* **Task statement**: Retype every entry exactly, character for character.

* **Given records**:
.....
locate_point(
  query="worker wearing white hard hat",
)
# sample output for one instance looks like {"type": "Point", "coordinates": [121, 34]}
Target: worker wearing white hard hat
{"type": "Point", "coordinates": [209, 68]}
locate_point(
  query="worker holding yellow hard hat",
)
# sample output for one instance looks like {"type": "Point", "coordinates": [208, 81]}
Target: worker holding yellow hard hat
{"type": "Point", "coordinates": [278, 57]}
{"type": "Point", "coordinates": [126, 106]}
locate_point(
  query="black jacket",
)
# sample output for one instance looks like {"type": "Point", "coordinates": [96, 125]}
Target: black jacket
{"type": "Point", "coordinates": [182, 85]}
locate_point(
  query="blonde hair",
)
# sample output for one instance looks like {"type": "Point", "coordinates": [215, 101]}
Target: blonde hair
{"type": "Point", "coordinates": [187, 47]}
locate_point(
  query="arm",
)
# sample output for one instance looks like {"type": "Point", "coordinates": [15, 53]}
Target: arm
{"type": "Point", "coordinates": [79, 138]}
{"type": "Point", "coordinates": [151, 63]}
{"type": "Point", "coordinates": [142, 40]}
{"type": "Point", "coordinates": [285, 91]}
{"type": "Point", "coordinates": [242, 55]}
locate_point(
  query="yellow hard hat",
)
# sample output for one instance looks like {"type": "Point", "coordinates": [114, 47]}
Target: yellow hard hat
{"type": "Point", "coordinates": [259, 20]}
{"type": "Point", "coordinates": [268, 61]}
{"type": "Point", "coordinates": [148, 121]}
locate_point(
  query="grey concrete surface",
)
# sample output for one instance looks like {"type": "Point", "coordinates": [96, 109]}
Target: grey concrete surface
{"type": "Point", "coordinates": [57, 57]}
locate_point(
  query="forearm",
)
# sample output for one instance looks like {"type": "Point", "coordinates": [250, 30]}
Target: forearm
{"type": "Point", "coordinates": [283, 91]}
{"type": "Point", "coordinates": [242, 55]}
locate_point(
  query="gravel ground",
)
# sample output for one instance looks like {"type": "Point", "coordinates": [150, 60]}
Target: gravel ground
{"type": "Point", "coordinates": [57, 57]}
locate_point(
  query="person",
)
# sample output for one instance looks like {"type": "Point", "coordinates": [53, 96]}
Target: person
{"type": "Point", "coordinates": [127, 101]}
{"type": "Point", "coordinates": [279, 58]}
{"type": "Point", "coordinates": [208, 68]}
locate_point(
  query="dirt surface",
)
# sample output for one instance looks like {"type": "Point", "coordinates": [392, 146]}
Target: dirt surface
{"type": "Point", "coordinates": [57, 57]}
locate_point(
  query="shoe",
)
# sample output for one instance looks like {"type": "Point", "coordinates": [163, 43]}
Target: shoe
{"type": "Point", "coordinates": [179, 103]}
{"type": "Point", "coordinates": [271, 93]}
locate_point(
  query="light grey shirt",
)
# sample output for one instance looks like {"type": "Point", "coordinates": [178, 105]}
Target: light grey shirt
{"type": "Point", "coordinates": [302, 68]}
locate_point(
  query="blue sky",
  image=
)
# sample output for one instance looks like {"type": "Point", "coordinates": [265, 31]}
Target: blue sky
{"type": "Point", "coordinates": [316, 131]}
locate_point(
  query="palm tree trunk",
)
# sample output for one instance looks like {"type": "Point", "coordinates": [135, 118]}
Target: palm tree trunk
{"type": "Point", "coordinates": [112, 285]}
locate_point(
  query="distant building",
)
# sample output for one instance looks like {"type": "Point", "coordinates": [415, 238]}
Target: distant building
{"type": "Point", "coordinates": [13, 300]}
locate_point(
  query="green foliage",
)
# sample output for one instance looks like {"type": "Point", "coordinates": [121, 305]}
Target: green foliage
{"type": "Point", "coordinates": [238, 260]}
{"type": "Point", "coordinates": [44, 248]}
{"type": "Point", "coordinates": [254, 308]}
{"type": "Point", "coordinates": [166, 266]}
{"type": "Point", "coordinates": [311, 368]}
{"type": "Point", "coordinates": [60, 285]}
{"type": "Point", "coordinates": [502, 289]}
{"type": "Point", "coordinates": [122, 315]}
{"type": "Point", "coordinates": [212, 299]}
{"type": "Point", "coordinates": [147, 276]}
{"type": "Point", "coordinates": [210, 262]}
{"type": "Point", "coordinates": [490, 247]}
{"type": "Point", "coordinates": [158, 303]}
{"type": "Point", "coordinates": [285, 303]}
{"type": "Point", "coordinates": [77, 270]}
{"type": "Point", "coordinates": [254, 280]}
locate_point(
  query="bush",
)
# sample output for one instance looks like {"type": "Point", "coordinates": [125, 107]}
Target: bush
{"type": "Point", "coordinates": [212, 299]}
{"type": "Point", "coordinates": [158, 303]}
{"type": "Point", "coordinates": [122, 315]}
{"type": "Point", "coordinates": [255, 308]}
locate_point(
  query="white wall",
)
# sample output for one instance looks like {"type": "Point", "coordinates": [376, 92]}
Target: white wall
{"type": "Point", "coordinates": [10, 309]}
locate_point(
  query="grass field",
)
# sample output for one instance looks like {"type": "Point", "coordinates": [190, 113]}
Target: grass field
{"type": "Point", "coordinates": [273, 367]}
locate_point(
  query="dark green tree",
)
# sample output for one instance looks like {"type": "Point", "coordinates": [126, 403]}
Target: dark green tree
.....
* **Answer below**:
locate_point(
  query="worker wearing white hard hat",
)
# sample output for one instance looks like {"type": "Point", "coordinates": [121, 34]}
Target: worker wearing white hard hat
{"type": "Point", "coordinates": [209, 68]}
locate_point(
  query="worker holding yellow hard hat",
)
# sample output for one instance looks like {"type": "Point", "coordinates": [208, 81]}
Target: worker holding yellow hard hat
{"type": "Point", "coordinates": [278, 57]}
{"type": "Point", "coordinates": [126, 106]}
locate_point(
  query="black jacket",
)
# sample output for one instance looks like {"type": "Point", "coordinates": [96, 125]}
Target: black jacket
{"type": "Point", "coordinates": [182, 85]}
locate_point(
  query="blonde hair",
)
# sample output for one instance looks like {"type": "Point", "coordinates": [215, 101]}
Target: blonde hair
{"type": "Point", "coordinates": [187, 47]}
locate_point(
  query="arm",
)
# sample output for one instance looks like {"type": "Point", "coordinates": [15, 53]}
Target: arm
{"type": "Point", "coordinates": [79, 138]}
{"type": "Point", "coordinates": [151, 63]}
{"type": "Point", "coordinates": [142, 40]}
{"type": "Point", "coordinates": [285, 91]}
{"type": "Point", "coordinates": [242, 55]}
locate_point(
  query="yellow hard hat",
)
# sample output for one instance looks like {"type": "Point", "coordinates": [114, 47]}
Target: yellow hard hat
{"type": "Point", "coordinates": [259, 20]}
{"type": "Point", "coordinates": [268, 61]}
{"type": "Point", "coordinates": [148, 121]}
locate_point(
  query="grey concrete surface",
)
# sample output for one instance looks like {"type": "Point", "coordinates": [96, 109]}
Target: grey concrete surface
{"type": "Point", "coordinates": [57, 57]}
locate_point(
  query="forearm",
)
# sample output for one instance looks like {"type": "Point", "coordinates": [250, 30]}
Target: forearm
{"type": "Point", "coordinates": [283, 91]}
{"type": "Point", "coordinates": [242, 55]}
locate_point(
  query="gravel ground",
)
# sample output for one instance looks like {"type": "Point", "coordinates": [150, 60]}
Target: gravel ground
{"type": "Point", "coordinates": [57, 57]}
locate_point(
  query="person",
)
# sample output for one instance looks like {"type": "Point", "coordinates": [53, 96]}
Target: person
{"type": "Point", "coordinates": [127, 101]}
{"type": "Point", "coordinates": [279, 58]}
{"type": "Point", "coordinates": [208, 68]}
locate_point(
  query="dirt surface",
)
# sample output for one instance looks like {"type": "Point", "coordinates": [392, 146]}
Target: dirt surface
{"type": "Point", "coordinates": [57, 57]}
locate_point(
  query="shoe",
)
# sample output for one instance looks like {"type": "Point", "coordinates": [163, 43]}
Target: shoe
{"type": "Point", "coordinates": [179, 103]}
{"type": "Point", "coordinates": [271, 93]}
locate_point(
  query="light grey shirt",
)
# sample output for one instance looks like {"type": "Point", "coordinates": [178, 105]}
Target: light grey shirt
{"type": "Point", "coordinates": [302, 68]}
locate_point(
  query="blue sky",
  image=
)
# sample output for one instance looks like {"type": "Point", "coordinates": [265, 31]}
Target: blue sky
{"type": "Point", "coordinates": [316, 131]}
locate_point(
  query="palm tree trunk",
)
# sample output for one instance looks like {"type": "Point", "coordinates": [135, 118]}
Target: palm tree trunk
{"type": "Point", "coordinates": [112, 285]}
locate_point(
  query="distant building",
)
# sample output for one instance looks like {"type": "Point", "coordinates": [415, 238]}
Target: distant building
{"type": "Point", "coordinates": [13, 300]}
locate_point(
  query="green foliage",
)
# sample output for one instance looks like {"type": "Point", "coordinates": [121, 305]}
Target: green foliage
{"type": "Point", "coordinates": [238, 260]}
{"type": "Point", "coordinates": [44, 248]}
{"type": "Point", "coordinates": [254, 308]}
{"type": "Point", "coordinates": [166, 266]}
{"type": "Point", "coordinates": [311, 368]}
{"type": "Point", "coordinates": [60, 285]}
{"type": "Point", "coordinates": [502, 289]}
{"type": "Point", "coordinates": [122, 315]}
{"type": "Point", "coordinates": [212, 299]}
{"type": "Point", "coordinates": [147, 276]}
{"type": "Point", "coordinates": [210, 262]}
{"type": "Point", "coordinates": [490, 247]}
{"type": "Point", "coordinates": [158, 303]}
{"type": "Point", "coordinates": [285, 303]}
{"type": "Point", "coordinates": [77, 270]}
{"type": "Point", "coordinates": [254, 280]}
locate_point(
  query="bush",
)
# sample output for one instance looks like {"type": "Point", "coordinates": [125, 107]}
Target: bush
{"type": "Point", "coordinates": [212, 299]}
{"type": "Point", "coordinates": [158, 303]}
{"type": "Point", "coordinates": [122, 315]}
{"type": "Point", "coordinates": [255, 308]}
locate_point(
  query="white wall",
)
# sample output for one instance looks like {"type": "Point", "coordinates": [376, 92]}
Target: white wall
{"type": "Point", "coordinates": [10, 309]}
locate_point(
  query="grass field",
)
# sample output for one instance looks like {"type": "Point", "coordinates": [190, 113]}
Target: grass field
{"type": "Point", "coordinates": [273, 367]}
locate_point(
  query="dark green tree",
)
# sample output for one instance looks like {"type": "Point", "coordinates": [126, 403]}
Target: dark green tree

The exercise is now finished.